CDMs are trained on synthetic datasets generated using camera-specific noise models:

Noise Model Training: Learn hole and value noise patterns from real camera data
Synthetic Data Generation: Apply learned noise to clean simulation depth
CDM Training: Train depth estimation model on synthetic noisy data

Training datasets: HyperSim, DREDS, HISS, IRS (280,000+ images total)

Supported Cameras

We currently provide pre-trained models available for:

Intel RealSense D405/D435/L515
Stereolabs ZED 2i (2 modes: Quality, Neural)
Microsoft Azure Kinect

File Structure

rgbd-depth/
├── app.py                      # Gradio web demo for HuggingFace Spaces
├── infer.py                    # CLI inference script (main entry point)
├── pyproject.toml              # Modern package config (PEP 621, replaces setup.py)

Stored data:

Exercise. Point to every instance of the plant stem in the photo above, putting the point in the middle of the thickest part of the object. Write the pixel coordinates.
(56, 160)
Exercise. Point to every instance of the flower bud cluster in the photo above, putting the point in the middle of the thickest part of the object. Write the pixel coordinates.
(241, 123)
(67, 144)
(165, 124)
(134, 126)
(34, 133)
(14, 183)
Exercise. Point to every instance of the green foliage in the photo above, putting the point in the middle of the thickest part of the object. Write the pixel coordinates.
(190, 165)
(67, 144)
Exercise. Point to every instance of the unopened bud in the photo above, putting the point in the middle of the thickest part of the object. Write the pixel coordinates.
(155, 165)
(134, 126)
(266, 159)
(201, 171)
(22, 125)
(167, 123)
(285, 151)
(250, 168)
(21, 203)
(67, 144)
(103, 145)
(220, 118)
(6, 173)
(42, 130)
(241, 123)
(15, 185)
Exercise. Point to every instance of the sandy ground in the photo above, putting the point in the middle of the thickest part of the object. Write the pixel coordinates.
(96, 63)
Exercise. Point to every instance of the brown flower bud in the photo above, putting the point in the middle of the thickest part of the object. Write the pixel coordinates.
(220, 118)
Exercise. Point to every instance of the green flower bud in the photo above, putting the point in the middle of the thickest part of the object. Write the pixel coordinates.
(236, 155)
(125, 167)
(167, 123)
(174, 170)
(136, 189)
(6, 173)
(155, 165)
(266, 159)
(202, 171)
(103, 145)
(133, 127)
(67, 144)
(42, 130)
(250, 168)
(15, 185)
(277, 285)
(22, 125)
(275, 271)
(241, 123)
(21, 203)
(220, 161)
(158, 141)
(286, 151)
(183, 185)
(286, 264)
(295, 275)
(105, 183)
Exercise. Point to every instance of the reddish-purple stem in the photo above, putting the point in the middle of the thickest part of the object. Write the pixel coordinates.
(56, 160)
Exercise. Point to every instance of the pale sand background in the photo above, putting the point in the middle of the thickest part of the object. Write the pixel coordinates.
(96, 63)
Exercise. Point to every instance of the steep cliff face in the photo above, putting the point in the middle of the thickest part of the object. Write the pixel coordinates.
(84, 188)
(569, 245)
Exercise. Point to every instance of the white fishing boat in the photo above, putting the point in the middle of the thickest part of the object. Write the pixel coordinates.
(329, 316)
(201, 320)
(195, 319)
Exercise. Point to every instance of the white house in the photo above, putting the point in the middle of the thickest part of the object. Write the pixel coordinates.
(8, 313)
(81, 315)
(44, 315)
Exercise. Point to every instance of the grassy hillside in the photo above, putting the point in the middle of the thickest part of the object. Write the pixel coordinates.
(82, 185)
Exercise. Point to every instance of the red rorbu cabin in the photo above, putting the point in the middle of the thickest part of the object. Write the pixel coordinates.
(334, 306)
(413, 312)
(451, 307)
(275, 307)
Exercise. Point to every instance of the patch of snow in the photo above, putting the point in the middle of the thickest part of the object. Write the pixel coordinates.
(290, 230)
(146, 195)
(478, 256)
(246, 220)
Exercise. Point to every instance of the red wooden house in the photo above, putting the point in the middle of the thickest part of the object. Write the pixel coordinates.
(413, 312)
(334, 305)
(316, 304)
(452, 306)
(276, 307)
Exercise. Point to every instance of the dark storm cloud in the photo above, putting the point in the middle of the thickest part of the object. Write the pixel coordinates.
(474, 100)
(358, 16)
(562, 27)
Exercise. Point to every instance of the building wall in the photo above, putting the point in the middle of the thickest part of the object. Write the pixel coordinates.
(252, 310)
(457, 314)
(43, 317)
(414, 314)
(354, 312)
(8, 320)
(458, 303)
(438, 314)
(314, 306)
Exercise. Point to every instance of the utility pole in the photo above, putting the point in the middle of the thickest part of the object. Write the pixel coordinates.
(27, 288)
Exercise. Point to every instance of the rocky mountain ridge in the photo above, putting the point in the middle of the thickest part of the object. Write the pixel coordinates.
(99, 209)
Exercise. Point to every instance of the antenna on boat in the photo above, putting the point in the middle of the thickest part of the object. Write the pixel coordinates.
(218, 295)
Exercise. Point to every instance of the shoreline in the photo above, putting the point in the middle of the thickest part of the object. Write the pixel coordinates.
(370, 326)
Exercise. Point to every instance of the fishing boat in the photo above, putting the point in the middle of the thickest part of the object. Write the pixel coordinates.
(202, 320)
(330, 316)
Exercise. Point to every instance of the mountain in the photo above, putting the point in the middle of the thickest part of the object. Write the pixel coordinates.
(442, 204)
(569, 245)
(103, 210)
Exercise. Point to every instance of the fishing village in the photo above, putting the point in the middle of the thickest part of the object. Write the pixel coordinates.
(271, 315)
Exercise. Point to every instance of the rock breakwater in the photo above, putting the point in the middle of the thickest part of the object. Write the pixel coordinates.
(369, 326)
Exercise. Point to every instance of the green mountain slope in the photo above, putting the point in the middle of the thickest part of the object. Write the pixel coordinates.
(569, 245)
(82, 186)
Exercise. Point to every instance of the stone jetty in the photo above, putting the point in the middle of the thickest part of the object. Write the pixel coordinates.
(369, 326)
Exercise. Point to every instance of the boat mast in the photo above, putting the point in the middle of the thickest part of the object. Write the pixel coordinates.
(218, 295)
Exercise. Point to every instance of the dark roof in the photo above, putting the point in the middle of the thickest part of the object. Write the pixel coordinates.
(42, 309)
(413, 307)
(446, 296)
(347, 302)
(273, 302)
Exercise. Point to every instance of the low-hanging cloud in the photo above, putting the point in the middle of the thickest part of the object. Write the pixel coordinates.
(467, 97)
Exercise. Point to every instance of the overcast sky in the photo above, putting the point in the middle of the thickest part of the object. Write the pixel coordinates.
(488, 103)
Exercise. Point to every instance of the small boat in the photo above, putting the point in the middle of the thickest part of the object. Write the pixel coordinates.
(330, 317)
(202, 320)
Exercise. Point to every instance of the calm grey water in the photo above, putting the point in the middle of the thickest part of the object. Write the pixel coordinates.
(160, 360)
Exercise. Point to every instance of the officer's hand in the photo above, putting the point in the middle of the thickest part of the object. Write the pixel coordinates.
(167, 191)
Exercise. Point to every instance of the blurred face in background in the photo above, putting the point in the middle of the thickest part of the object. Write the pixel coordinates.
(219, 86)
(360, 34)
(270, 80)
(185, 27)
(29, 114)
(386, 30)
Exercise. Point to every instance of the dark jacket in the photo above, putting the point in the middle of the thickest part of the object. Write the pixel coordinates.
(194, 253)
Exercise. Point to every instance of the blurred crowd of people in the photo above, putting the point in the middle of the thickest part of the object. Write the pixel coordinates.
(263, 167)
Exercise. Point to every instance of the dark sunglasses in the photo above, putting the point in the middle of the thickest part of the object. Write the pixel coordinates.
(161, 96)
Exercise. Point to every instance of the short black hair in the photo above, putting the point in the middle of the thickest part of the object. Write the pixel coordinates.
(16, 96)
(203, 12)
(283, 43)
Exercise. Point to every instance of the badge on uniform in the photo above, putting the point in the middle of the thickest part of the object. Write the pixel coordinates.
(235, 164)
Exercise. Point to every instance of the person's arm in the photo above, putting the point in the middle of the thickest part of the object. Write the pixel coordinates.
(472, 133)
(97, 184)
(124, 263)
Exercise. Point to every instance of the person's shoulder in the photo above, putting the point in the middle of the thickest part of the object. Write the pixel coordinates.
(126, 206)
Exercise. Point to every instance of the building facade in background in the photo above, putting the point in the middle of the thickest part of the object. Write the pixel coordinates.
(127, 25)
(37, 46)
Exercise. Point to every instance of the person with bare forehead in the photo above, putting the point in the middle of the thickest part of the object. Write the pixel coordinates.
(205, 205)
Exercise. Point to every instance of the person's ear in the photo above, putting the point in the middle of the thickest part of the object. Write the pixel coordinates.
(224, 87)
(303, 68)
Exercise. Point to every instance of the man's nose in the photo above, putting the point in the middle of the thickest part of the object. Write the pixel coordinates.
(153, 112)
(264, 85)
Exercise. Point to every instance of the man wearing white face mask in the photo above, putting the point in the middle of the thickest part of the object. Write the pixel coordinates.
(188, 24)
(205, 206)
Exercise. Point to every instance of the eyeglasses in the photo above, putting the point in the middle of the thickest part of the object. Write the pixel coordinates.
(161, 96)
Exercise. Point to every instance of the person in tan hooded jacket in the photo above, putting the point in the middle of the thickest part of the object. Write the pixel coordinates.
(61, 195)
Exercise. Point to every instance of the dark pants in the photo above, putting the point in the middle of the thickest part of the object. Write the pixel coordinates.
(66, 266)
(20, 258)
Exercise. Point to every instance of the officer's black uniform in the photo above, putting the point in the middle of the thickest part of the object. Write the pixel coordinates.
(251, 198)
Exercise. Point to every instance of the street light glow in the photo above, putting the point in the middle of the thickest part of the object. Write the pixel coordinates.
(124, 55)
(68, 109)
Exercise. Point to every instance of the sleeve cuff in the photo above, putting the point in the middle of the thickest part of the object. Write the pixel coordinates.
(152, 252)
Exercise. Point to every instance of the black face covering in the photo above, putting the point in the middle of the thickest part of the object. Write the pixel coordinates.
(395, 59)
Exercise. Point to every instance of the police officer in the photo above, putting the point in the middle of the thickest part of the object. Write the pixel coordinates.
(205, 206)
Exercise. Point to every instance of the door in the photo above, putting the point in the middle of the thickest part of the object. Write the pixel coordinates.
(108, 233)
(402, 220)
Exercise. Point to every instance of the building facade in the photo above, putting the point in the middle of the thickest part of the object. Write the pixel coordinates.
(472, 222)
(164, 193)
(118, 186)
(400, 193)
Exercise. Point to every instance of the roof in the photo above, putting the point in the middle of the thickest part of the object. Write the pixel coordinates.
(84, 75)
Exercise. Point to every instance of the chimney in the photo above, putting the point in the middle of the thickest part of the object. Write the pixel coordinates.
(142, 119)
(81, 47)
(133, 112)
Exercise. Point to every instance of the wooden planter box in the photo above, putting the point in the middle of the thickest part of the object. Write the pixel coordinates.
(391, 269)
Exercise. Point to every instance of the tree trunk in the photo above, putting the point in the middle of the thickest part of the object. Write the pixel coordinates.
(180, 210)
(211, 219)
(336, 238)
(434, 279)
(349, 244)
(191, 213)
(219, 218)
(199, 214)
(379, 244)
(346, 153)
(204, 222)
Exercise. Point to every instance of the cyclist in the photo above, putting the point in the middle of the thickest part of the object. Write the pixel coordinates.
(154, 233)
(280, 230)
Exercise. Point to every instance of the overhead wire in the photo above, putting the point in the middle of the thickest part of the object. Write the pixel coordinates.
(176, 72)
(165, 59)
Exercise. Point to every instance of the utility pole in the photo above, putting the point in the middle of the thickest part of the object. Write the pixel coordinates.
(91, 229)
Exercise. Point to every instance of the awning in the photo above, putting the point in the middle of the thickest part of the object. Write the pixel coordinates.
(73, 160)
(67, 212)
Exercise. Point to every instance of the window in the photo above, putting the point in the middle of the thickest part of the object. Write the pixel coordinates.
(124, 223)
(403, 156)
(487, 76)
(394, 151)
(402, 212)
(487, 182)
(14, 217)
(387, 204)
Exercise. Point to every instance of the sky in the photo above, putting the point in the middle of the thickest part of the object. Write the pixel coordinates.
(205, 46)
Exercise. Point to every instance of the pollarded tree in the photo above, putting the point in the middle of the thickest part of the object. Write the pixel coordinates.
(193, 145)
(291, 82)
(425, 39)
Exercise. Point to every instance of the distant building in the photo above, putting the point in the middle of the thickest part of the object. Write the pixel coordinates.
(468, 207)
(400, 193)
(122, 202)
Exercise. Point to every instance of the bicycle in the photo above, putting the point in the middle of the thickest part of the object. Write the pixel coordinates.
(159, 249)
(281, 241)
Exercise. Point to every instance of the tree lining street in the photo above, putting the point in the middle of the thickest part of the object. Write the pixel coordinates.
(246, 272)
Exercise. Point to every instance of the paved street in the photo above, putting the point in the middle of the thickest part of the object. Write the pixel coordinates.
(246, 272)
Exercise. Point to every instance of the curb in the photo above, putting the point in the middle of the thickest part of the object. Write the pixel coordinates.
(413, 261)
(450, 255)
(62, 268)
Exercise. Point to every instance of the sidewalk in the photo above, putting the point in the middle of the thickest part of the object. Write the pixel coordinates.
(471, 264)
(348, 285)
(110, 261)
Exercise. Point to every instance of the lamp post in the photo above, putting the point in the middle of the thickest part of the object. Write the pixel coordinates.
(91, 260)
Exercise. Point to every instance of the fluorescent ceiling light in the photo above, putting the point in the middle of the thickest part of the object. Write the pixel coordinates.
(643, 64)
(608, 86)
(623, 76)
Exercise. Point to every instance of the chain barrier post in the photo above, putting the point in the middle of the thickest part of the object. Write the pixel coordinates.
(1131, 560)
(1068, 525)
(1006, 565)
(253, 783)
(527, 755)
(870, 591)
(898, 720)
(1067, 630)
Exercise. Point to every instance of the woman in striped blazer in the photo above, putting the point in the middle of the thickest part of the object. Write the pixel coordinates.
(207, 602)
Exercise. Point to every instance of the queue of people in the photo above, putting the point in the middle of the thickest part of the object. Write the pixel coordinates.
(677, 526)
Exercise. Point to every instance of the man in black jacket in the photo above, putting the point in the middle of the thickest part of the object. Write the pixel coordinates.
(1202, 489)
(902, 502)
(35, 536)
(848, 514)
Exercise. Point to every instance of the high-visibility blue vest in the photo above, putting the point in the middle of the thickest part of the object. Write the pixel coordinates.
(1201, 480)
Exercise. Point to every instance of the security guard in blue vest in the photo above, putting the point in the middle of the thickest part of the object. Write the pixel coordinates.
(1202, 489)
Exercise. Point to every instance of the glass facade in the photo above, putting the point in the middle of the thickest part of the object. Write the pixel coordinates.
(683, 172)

WHAT YOU HAVE TO DO: Pick up the text on camera depth models at the point where it ends and keep writing it.

WRITTEN ANSWER:
├── setup.py                    # Legacy setuptools build script
├── requirements.txt            # Minimal deps for HuggingFace Spaces
├── uv.lock                     # UV package manager lock file
├── LICENSE                     # Apache 2.0 license
├── README.md                   # This file (GitHub/PyPI/HF Spaces unified)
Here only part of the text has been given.